[Begin MATERIAL FOR THIS EXERCISE]
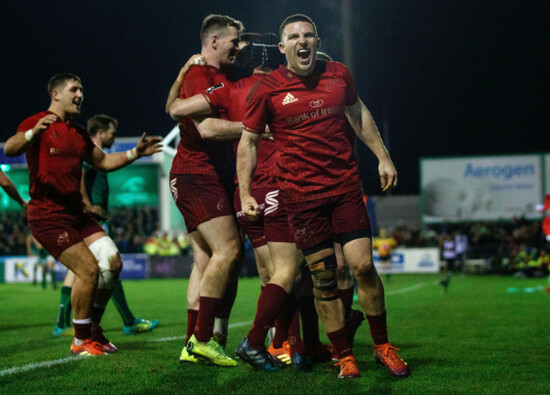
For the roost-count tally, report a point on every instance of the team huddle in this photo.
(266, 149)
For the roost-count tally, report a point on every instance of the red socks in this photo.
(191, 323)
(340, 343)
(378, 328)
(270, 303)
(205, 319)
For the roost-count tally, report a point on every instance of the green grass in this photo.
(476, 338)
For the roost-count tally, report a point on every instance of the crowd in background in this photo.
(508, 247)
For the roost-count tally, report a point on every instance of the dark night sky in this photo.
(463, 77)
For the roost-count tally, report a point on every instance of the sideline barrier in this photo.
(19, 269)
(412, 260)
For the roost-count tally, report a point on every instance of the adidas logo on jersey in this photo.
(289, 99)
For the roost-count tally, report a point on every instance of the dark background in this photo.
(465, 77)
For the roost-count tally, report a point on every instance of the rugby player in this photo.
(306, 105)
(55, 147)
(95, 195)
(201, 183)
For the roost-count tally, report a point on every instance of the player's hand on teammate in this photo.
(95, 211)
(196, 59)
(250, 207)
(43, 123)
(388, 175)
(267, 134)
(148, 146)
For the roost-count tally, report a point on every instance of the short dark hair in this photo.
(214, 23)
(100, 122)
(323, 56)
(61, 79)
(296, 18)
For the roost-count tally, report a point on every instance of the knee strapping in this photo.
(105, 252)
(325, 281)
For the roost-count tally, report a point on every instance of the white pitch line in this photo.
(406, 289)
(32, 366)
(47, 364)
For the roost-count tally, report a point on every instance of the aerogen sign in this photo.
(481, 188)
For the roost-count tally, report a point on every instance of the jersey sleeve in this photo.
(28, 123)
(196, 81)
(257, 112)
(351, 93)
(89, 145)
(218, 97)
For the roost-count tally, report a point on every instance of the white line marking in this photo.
[End MATERIAL FOR THIS EXERCISE]
Give every record again exactly, apart from the pictures, which stay out.

For the roost-count tally, report a point on every instance of the team huddle in this photo.
(266, 149)
For the roost-count tally, report a point on every instance of the red socks in this photo.
(191, 323)
(340, 343)
(378, 328)
(270, 303)
(205, 319)
For the roost-count tally, report a point on every instance of the green grass in this photo.
(476, 338)
For the roost-count tally, report a point on every instance of the crowd in background in this photo.
(508, 247)
For the roost-count tally, report a point on every instance of the dark night sky in this photo.
(463, 77)
For the roost-count tally, report a point on every instance of the sideline barrier in this photo.
(19, 269)
(412, 260)
For the roost-count tally, report a point on every instance of the adidas logo on jersey in this photo.
(289, 99)
For the roost-count tally, report a point on every instance of the dark background in this photo.
(465, 77)
For the roost-count tally, report a point on every instance of the rugby player in this photo.
(306, 105)
(55, 147)
(95, 195)
(201, 183)
For the roost-count tally, report a point on every instance of the player's hand on teammate in this photo.
(95, 211)
(196, 59)
(250, 207)
(43, 123)
(388, 175)
(267, 134)
(148, 146)
For the roost-count tally, report a point on every instance of the short dark hair in this photo.
(214, 23)
(100, 122)
(323, 56)
(61, 79)
(296, 18)
For the roost-count tally, report a point on every instance of the knee strapping in this photo.
(105, 252)
(325, 281)
For the roost-count tally, report a point on every instance of the white pitch line in this photo.
(406, 289)
(32, 366)
(47, 364)
For the roost-count tally, report a point on every instance of the aerogen sign in this photo.
(481, 188)
For the roost-count tally, report a point on every instance of the jersey sleeve in this photo.
(28, 123)
(196, 81)
(257, 112)
(351, 93)
(89, 145)
(218, 97)
For the roost-count tally, report a point on every instance of the white line marking in this photo.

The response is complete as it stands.